======== Working data ========

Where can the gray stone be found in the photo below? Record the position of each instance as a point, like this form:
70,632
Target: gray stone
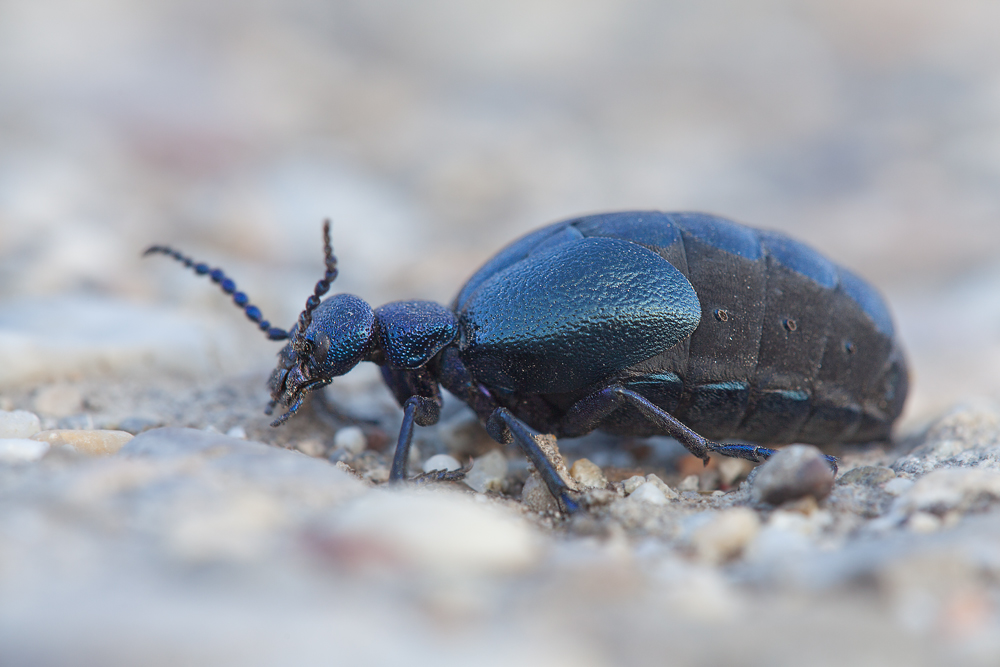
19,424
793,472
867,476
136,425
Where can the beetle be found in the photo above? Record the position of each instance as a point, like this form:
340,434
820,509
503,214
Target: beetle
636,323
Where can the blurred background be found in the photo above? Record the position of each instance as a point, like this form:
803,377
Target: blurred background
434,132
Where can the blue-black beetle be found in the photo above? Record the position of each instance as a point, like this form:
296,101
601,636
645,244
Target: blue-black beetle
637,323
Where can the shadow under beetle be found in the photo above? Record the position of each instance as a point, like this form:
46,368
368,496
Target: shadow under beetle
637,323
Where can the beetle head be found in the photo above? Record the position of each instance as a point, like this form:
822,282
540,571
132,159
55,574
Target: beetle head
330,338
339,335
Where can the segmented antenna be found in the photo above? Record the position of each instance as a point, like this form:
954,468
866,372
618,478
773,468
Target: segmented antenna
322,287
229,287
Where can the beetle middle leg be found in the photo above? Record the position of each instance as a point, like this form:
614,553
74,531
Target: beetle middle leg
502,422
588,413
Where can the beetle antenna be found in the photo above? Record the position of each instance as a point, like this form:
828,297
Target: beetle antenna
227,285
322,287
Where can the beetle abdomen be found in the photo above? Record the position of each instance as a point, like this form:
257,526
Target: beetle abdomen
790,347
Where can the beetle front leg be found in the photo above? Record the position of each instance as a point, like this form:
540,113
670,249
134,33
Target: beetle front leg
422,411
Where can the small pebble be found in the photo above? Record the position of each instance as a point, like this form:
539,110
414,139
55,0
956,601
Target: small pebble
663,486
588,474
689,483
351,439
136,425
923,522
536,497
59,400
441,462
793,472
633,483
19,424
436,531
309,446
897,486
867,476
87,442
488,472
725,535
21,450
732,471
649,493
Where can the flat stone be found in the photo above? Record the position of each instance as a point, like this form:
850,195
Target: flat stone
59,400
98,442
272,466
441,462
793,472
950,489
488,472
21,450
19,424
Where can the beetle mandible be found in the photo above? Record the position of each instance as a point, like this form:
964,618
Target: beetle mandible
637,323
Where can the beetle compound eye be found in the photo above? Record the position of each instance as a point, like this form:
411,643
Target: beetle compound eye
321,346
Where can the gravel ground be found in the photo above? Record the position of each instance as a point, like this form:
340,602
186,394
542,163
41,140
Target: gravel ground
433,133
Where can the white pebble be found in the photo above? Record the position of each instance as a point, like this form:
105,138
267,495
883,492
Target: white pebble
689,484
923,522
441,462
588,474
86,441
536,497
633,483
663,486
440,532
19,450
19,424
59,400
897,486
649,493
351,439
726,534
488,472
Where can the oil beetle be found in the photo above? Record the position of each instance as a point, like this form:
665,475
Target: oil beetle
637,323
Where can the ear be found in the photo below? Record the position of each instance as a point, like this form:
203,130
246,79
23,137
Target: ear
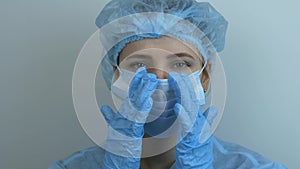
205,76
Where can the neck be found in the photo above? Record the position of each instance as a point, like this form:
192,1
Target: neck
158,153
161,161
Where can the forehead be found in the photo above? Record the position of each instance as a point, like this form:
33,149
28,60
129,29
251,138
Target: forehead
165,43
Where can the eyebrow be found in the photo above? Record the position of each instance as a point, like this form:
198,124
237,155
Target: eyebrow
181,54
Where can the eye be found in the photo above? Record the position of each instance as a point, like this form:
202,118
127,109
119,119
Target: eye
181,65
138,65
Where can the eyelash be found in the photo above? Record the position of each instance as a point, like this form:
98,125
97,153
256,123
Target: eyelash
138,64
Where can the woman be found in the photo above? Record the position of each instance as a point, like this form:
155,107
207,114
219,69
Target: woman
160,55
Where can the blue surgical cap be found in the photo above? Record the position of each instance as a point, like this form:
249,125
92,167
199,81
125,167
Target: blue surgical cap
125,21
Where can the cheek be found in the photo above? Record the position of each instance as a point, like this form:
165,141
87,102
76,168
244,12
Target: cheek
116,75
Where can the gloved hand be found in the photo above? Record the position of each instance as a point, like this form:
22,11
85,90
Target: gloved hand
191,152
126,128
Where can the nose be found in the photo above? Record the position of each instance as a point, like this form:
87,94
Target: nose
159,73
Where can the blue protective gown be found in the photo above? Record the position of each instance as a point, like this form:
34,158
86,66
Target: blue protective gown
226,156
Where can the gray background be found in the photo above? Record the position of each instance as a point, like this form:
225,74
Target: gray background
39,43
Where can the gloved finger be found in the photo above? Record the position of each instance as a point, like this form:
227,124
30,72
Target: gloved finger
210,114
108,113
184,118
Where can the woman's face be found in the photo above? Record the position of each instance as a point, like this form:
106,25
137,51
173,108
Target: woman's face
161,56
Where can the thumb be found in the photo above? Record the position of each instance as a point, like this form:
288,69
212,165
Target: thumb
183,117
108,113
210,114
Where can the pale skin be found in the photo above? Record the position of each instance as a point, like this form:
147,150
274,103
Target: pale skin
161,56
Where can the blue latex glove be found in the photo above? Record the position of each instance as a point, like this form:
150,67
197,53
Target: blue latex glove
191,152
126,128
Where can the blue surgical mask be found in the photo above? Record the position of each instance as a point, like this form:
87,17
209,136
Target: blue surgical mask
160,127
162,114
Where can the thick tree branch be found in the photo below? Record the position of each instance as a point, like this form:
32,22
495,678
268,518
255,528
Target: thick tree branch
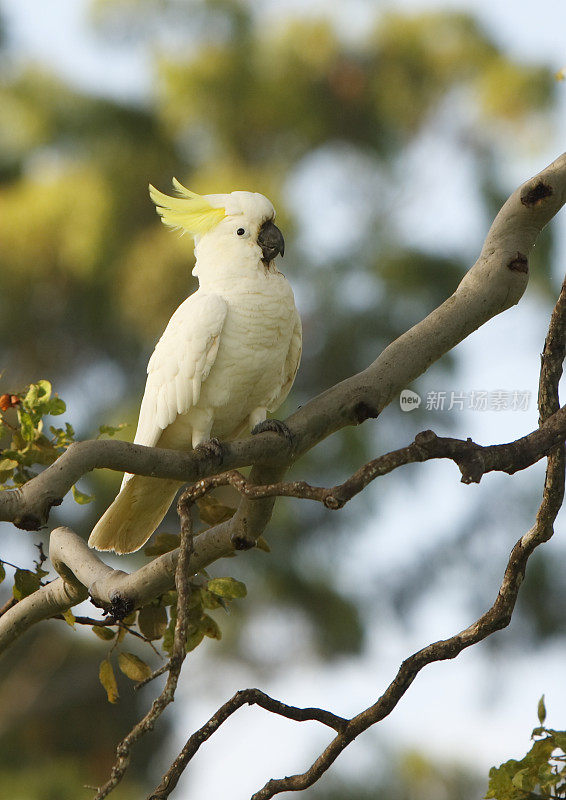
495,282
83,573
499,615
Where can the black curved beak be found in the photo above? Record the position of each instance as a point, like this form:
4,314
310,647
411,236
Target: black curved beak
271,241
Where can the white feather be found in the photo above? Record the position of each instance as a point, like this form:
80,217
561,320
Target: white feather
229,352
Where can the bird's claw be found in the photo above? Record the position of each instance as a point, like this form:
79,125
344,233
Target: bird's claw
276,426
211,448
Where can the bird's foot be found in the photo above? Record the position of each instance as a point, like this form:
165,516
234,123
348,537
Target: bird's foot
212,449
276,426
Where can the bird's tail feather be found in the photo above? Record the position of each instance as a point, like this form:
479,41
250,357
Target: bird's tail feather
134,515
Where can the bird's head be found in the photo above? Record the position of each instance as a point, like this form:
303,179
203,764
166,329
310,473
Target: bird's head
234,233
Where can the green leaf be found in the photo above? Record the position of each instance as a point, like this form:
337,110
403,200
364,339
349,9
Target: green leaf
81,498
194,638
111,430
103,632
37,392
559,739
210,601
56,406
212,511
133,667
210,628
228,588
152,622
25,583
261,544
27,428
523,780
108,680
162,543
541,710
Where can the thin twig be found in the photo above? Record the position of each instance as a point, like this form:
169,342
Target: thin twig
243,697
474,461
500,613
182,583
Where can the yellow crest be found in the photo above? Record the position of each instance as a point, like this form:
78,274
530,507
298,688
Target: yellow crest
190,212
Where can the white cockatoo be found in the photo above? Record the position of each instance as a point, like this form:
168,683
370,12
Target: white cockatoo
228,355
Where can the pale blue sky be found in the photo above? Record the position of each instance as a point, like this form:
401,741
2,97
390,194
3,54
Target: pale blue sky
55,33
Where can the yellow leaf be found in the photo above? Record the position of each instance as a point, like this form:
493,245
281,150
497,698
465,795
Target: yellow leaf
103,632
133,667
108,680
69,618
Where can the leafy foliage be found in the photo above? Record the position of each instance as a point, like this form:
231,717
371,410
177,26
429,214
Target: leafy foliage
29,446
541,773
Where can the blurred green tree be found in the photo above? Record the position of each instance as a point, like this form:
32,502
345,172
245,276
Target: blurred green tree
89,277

========

Leave out the pictures and transcribe everything else exactly.

Where can the gray stone be found in the photo below? Record the position of each instance as a point, like this form:
70,632
Target: gray stone
19,424
793,472
867,476
136,425
Where can the beetle be found in the photo above? Record the position of each instance as a point, like this form:
340,434
820,509
503,214
Target: beetle
636,323
Where can the blurred background be found in the photo above? Record the position of each instance as a point, like this form:
803,377
Target: blurred background
434,132
Where can the blue-black beetle be found in the photo above? Record the position of each instance as a point, like this form:
296,101
601,636
645,244
Target: blue-black beetle
637,323
Where can the shadow under beetle be found in the photo above? Record the position of each instance as a point, like this form:
46,368
368,496
Target: shadow under beetle
637,323
Where can the beetle head be found in the photo above? Record the position of each instance as a point, like this form:
822,282
540,571
132,159
55,574
Target: beetle head
330,338
339,335
Where can the segmented antenna be found in the photo above? Record the position of each instance as a point, like this form:
954,468
866,372
618,478
773,468
Target: segmented antenna
322,287
229,287
Where can the beetle middle leg be found in the photo above? Record the position of each instance as a point, like this form:
614,553
74,531
Target: beetle middle leg
502,422
588,413
Where can the beetle antenna be found in the photo above? Record the position of each instance as a point, like this form:
828,297
Target: beetle antenna
227,285
322,287
Where can the beetle abdomen be found in the photo above? Record the position of each instance as a point, like this form:
257,526
Target: beetle abdomen
790,347
Where can the beetle front leg be found in the photo above? Record the position of each instance as a point, like this form:
540,113
670,249
134,33
Target: beetle front leg
422,411
Where can the small pebble be found in the photo above? Record the position of each instance as a point, like this form:
539,110
414,139
55,0
956,601
Target: small pebble
663,486
588,474
689,483
351,439
136,425
923,522
536,497
59,400
441,462
793,472
633,483
19,424
436,531
309,446
897,486
867,476
87,442
488,472
725,535
21,450
732,471
649,493
Where can the flat stone be found in the photo above? Record the position of each instance as a point, like this form:
850,195
Target: flat stone
59,400
98,442
272,466
441,462
793,472
950,489
488,472
21,450
19,424
Where can the beetle mandible be found in the photo above? Record the position of each instance as a point, like this form:
964,618
Target: beetle mandible
637,323
Where can the beetle compound eye be found in the photo above? Record the position of each instance as a point, like this form:
411,643
Target: beetle compound eye
321,346
Where can the gravel ground be found in the photo above? Record the position of each instance as a point, like this form:
340,602
186,394
542,163
41,140
Target: gravel ground
433,133
Where can the white pebble be found in the photo above? Record the position of each instance as a point, like this form:
105,138
267,495
883,492
Target: white pebble
689,484
923,522
441,462
588,474
86,441
536,497
633,483
663,486
440,532
19,450
19,424
59,400
897,486
649,493
351,439
726,534
488,472
Where can the oil beetle be found in the photo above? Record the position of each instance as a point, like this form:
665,475
Target: oil beetle
637,323
Where can the ear be found in the photo below? Record the position of each instance as a point, like this form:
203,130
246,79
23,137
Target: ear
205,76
Where can the neck be found in the photo above? Record the position of each instance as a point, like this form:
192,1
Target: neck
158,153
161,161
Where can the forehead be found in the photo above? Record the position of each instance as a point, like this form:
33,149
28,60
129,29
251,138
Target: forehead
165,43
Where can the eyebrow be found in the photo above? Record the position of each instance as a point, like this form:
198,124
237,155
Target: eyebrow
181,54
Where can the eye be found in the photo above? Record the position of each instance as a point, like this form:
202,118
127,109
119,119
Target: eye
181,65
138,65
Where can the eyelash be found in the photo above? Record the position of each instance as a point, like this form:
98,125
97,153
256,123
Target: eyelash
138,64
Where can the woman be found in the photo above? Record the position of each instance as a point, like this form:
155,107
207,114
219,69
Target: woman
160,55
Where can the blue surgical cap be found in the photo above? Record the position of each instance as a point, like this form:
249,125
92,167
199,81
125,167
Target: blue surgical cap
125,21
Where can the cheek be found in the photo above? Record the position of each instance as a point, like this form:
165,141
87,102
76,168
244,12
Target: cheek
116,75
Where can the gloved hand be found in the photo above? Record the position of each instance as a point, like this form:
22,11
85,90
Target: gloved hand
191,152
126,128
Where can the nose be found in the photo above? Record the position of each instance as a point, like this form:
87,94
Target: nose
159,73
Where can the blue protective gown be found in the photo above? Record the position of each instance as a point, like this form:
34,158
86,66
Target: blue protective gown
226,156
Where can the gray background be found in the photo above? Record the position of each instance as a point, like this form:
225,74
Target: gray background
39,43
Where can the gloved finger be found in the photo above? Record the position of each instance as a point, like this form:
227,124
30,72
Target: gloved finger
210,114
108,113
184,118
Where can the woman's face be found in the photo above? Record the position of each instance as a point, like this form:
106,25
137,51
173,108
Target: woman's face
161,56
Where can the thumb be found in the photo above? Record the position of each instance as a point, like this form:
288,69
212,165
Target: thumb
183,117
108,113
210,114
Where can the pale skin be found in the photo above? Record the position of each instance as a point, like this form:
147,150
274,103
Target: pale skin
161,56
Where can the blue latex glove be found in the photo above? Record the position of each instance as a point, like this form:
150,67
197,53
Target: blue latex glove
191,152
126,128
Where can the blue surgical mask be found in the photo above? Record the position of each instance as a point, like this form:
87,17
209,136
Target: blue surgical mask
160,127
162,114
Where can the thick tree branch be found in the photo below? Record the position of each instance as a point, like this form:
32,22
495,678
268,518
255,528
Target: thick tree branch
495,282
83,573
499,615
Where can the black curved beak be found in the photo above? Record the position of each instance as a point, like this form:
4,314
310,647
411,236
Target: black curved beak
271,241
Where can the white feather be found in the photo above? Record the position of each instance as a point, like this form:
80,217
561,320
Target: white feather
229,352
Where can the bird's claw be found in the photo above? Record the position of each instance as a point, like this form:
79,125
344,233
Target: bird's claw
276,426
211,448
Where can the bird's foot be found in the photo above? Record the position of each instance as a point, like this form:
165,516
234,123
348,537
Target: bird's foot
212,449
276,426
Where can the bird's tail feather be found in the photo above? Record the position of each instance as a point, like this form:
479,41
250,357
Target: bird's tail feather
134,515
Where can the bird's head be found in the photo above? Record the position of each instance as a point, like this form:
303,179
203,764
166,329
310,473
Target: bird's head
234,233
Where can the green leaf be found in the photo above? Record the position of each instance as a point, like this form:
337,110
403,200
364,339
349,9
Target: green leaf
81,498
194,638
111,430
103,632
37,392
559,739
210,601
56,406
212,511
133,667
210,628
228,588
152,622
25,583
261,544
27,428
523,780
108,680
162,543
541,710
Where can the thin twig be found in the photo above? Record the position of each instance as a point, like this form:
169,342
Target: thin twig
243,697
474,461
500,613
182,583
Where can the yellow crest be found in the photo above? Record the position of each instance as a point, like this form:
78,274
530,507
298,688
Target: yellow crest
190,212
Where can the white cockatoo be found in the photo above? Record the position of each instance as a point, like this form:
168,683
370,12
Target: white cockatoo
228,355
Where can the pale blue sky be found in the photo above? Record the position of each instance as a point, like this form:
401,741
2,97
390,194
3,54
Target: pale blue sky
55,33
Where can the yellow leaf be found in the photo above? Record the position of each instance as a point, like this form:
493,245
281,150
497,698
465,795
Target: yellow leaf
103,632
133,667
108,680
69,618
Where can the leafy foliage be found in the photo above? Record the position of each instance as a point, like this form:
231,717
371,410
177,26
429,214
Target: leafy foliage
29,446
541,773
Where can the blurred green tree be found in the photo above? Record the position of each instance as a point, like this form:
32,502
345,172
245,276
Target: blurred green tree
89,277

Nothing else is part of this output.